The call site in async_main now logs two distinct lines:
- 'Graceful shutdown complete' on Completed (the happy path).
- 'Graceful shutdown complete with warning: DB pool close exceeded
teardown margin; stuck checked-out connections were dropped' on
TimedOut (still emitted so operators have a positive signal).
Covered by 3 new tokio::test(start_paused = true) unit tests:
- returns Completed when the future finishes inside the margin.
- returns TimedOut when the future blocks past the margin.
- enforces the real bound: measures virtual-time elapsed and asserts
the helper returns within the margin + 100ms even when the inner
future would take 1h. This is the safety property — phase 4
cannot eat into the kubelet's SIGKILL window.
36 unit tests in the keycast bin now all pass. cargo clippy
--workspace --all-targets --all-features -- -D warnings -A deprecated
and cargo fmt --all -- --check are clean.
Regression defense. `parse_duration_secs_env` previously accepted any
u64, so a misconfig like SHUTDOWN_PRE_DRAIN_SECS=18446744073709551600
parsed cleanly. The value then flowed into ShutdownTimings, where
total_budget()'s `+` sum panicked on Duration overflow — aborting
the process at startup with a raw 'overflow when adding durations'
panic BEFORE validate_shutdown_timings could surface the operator-
actionable 'does not fit inside ceiling' warn. Net result: crashloop
instead of loud warning.
Added SHUTDOWN_PER_FIELD_CEILING_SECS const (24*3600 = 86400s = 1 day).
parse_duration_secs_env now rejects any value strictly greater than
the ceiling and falls back to the per-field default with a warn-level
log naming the env var, the bad value, and the ceiling. Three fields
at the ceiling sum to 3 * 86400 = 259200s = 3 days, comfortably inside
u64, so total_budget() can stay infallible.
One day is far above any plausible operational value — real drain
budgets are seconds, not hours — and the ceiling is documented on
the constant so an operator who genuinely wants a larger value knows
where to look. The warn log still emits at boot so the misconfig
doesn't silently revert.
Covered by 4 new unit tests:
- u64::MAX-ish input falls back to default AND downstream
total_budget() does not panic (the actual safety property).
- value strictly above the ceiling falls back to default.

> _Given material_
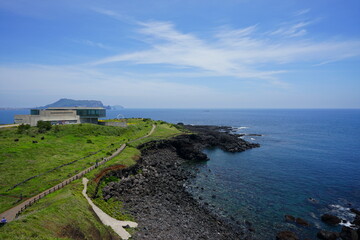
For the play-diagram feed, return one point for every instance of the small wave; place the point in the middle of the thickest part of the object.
(339, 207)
(342, 212)
(347, 224)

> _Instruction_
Set down the part of the shutdown text from "The call site" to "past the margin." word for word.

> _Output_
The call site in async_main now logs two distinct lines:
- 'Graceful shutdown complete' on Completed (the happy path).
- 'Graceful shutdown complete with warning: DB pool close exceeded
teardown margin; stuck checked-out connections were dropped' on
TimedOut (still emitted so operators have a positive signal).
Covered by 3 new tokio::test(start_paused = true) unit tests:
- returns Completed when the future finishes inside the margin.
- returns TimedOut when the future blocks past the margin.